Given request:
Reproduce exactly the lines from the one containing "Pin every instance of the floor" through the last line of the records below, both included, and nothing else.

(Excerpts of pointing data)
/---

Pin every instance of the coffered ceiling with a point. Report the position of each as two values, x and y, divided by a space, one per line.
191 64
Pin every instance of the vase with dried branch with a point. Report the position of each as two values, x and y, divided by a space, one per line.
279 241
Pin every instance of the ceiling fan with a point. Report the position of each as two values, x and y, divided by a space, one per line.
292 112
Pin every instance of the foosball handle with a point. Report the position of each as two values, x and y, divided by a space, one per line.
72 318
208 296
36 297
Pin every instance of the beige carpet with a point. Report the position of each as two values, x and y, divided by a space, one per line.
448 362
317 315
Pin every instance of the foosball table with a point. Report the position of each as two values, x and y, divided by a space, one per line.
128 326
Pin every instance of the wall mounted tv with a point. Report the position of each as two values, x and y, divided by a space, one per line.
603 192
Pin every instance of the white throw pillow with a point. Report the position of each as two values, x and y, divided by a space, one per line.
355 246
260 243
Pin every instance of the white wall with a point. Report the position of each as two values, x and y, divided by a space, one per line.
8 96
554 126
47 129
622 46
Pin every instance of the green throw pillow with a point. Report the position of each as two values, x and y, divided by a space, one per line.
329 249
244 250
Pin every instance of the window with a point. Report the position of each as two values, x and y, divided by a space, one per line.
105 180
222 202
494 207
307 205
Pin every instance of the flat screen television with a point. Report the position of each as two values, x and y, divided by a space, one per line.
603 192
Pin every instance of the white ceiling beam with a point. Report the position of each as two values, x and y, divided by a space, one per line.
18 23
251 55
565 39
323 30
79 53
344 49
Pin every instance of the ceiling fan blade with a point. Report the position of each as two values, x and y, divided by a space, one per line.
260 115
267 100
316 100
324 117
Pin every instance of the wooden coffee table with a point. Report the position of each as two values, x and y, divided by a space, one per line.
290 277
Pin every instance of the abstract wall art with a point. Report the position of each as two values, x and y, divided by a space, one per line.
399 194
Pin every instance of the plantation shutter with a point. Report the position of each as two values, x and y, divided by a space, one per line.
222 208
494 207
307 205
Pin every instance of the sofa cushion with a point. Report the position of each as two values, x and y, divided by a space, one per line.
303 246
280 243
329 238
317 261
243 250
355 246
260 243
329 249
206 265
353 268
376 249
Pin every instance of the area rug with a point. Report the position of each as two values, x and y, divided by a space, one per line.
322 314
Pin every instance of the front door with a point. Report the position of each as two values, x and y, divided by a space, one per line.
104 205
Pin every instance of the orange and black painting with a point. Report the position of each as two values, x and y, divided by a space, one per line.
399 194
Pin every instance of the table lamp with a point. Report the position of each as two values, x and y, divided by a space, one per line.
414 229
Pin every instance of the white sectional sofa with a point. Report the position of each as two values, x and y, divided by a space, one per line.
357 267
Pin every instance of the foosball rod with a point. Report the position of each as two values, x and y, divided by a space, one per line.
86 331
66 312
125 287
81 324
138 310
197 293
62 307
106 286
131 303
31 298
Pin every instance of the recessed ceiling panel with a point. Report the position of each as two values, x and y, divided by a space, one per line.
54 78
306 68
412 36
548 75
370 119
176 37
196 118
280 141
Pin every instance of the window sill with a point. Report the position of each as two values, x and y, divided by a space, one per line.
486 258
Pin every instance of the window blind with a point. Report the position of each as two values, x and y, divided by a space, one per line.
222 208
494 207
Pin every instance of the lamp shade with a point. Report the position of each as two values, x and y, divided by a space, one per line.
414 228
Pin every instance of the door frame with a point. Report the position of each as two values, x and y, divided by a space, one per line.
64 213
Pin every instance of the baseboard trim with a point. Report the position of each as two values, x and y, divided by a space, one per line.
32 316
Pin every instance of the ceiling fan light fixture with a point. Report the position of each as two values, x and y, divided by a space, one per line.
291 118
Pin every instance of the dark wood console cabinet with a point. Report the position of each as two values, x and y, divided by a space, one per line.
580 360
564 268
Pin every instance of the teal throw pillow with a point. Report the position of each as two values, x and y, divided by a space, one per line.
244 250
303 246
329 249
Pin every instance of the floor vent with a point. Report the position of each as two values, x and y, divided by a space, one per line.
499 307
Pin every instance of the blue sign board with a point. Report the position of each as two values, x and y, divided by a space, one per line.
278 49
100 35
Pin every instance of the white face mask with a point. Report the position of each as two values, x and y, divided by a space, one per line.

\---

Final result:
Pin every instance of the floor vent with a point. Report the position of each as two values, x and y, divided by a space, one per line.
499 307
Pin every instance of the blue sign board with a point. Report the position of each as two values, x and y, divided by a space, one per line.
278 49
100 35
Pin every instance of the white face mask with a point. Report the position of each as two values, x and y, divided by a space, one per line.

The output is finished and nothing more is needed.